* _WRITTEN INSTRUCTION 1_: Count the lines in the rows below that contain the string "bass", treating uppercase and lowercase as different. Reply with only the number.

* _QUOTED PASSAGE_:

=====

The prospect of enormous-scale disaster mitigates against ‘temporarily’ tolerating mindcrime inside a system, while, e.g., an extrapolated-volition or approval-based agent tries to compute the code or design of a non-mindcriminal agent. Depending on the agent’s efficiency, and secondarily on its computational limits, a tremendous amount of moral harm might be done during the ‘temporary’ process of computing an answer.
Weirdness
Literally nobody outside of MIRI or FHI ever talks about this problem.
Nonperson predicates
A nonperson predicate is an effective test that we, or an AI, can use to determine that some computer program is definitely not a person. In principle, a nonperson predicate needs only two possible outputs, “Don’t know” and “Definitely not a person”. It’s acceptable for many actually-nonperson programs to be labeled “don’t know”, so long as no people are labeled “definitely not a person”.
If the above was the only requirement, one simple nonperson predicate would be to label everything “don’t know”. The implicit difficulty is that the nonperson predicate must also pass some programs of high complexity that do things like “acceptably model humans” or “acceptably model future versions of the AI”.
Besides addressing mindcrime scenarios, Yudkowsky’s original proposal was also aimed at knowing that the AI design itself was not conscious, or not a person.
It seems likely to be very hard to find a good nonperson predicate:
Not all philosophical confusions and computational difficulties are averted by asking for a partial list of unconscious programs instead of a total list of conscious programs. Even if we don’t know which properties are sufficient, we’d need to know something solid about properties that are necessary for consciousness or sufficient for nonpersonhood.
We can’t pass once-and-for-all any class of programs that’s Turing-complete. We can’t say once and for all that it’s safe to model gravitational interactions in a solar system, if enormous gravitational systems could encode computers that encode people.
The Nearest unblocked strategy problem seems particularly worrisome here. If we block off some options for modeling humans directly, the next best option is unusually likely to be conscious. Even if we rely on a whitelist rather than a blacklist, this may lead to a whitelisted “gravitational model” that secretly encodes a human, and so on.

=====

* _MATERIALS PROVIDED_:
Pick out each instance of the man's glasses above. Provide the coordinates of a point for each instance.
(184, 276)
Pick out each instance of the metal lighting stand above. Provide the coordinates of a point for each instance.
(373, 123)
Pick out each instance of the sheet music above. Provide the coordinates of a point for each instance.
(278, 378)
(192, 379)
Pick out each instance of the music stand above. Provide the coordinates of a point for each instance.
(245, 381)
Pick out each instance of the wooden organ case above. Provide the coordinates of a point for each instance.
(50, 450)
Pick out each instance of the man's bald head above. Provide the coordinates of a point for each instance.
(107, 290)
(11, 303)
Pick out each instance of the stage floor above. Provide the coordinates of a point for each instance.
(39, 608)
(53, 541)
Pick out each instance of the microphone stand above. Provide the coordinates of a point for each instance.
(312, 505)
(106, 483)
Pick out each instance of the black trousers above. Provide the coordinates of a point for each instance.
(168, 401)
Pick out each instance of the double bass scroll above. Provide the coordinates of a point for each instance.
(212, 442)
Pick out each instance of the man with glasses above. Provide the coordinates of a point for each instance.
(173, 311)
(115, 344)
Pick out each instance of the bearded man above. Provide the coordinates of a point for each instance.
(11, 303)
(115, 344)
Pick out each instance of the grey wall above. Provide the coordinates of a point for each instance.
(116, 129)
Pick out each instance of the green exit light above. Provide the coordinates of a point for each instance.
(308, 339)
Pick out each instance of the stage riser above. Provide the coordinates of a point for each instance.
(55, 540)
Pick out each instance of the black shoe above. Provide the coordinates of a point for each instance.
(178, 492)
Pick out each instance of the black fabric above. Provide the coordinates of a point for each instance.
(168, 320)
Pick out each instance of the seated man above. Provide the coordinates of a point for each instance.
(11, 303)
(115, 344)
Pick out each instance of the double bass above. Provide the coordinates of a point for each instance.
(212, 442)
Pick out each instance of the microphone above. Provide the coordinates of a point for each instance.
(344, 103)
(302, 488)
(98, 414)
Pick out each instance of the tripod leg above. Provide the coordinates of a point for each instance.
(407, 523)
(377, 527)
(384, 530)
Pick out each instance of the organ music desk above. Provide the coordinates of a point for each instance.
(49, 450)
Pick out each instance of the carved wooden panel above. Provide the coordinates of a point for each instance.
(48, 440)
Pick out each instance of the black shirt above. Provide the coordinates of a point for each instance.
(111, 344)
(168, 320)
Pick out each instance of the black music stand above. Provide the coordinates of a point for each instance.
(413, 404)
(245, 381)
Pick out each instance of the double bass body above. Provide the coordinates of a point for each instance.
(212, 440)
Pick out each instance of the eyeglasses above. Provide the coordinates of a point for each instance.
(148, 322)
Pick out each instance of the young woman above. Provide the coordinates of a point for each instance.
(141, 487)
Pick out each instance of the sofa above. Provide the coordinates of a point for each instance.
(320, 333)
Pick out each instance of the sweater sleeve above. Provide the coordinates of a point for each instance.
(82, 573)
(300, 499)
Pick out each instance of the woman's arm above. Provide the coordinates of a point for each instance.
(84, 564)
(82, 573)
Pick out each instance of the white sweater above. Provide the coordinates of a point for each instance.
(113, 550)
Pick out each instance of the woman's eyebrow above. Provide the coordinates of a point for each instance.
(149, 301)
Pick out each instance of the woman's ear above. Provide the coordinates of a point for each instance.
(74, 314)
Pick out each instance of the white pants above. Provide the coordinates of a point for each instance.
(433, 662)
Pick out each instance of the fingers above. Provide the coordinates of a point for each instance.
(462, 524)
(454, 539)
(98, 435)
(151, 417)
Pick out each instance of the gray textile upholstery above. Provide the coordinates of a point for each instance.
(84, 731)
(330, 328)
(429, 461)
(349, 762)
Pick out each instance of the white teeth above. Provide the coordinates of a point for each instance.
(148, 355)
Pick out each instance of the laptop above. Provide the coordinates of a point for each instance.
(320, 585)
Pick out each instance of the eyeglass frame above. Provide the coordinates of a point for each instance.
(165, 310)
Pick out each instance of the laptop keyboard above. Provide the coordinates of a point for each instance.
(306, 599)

=====

* _WRITTEN INSTRUCTION 2_: Copy word for word the span of the mindcrime passage above from "Besides addressing mindcrime" up to and including "or not a person.".

* _CORRECT ANSWER 1_: 3

* _CORRECT ANSWER 2_:
Besides addressing mindcrime scenarios, Yudkowsky’s original proposal was also aimed at knowing that the AI design itself was not conscious, or not a person.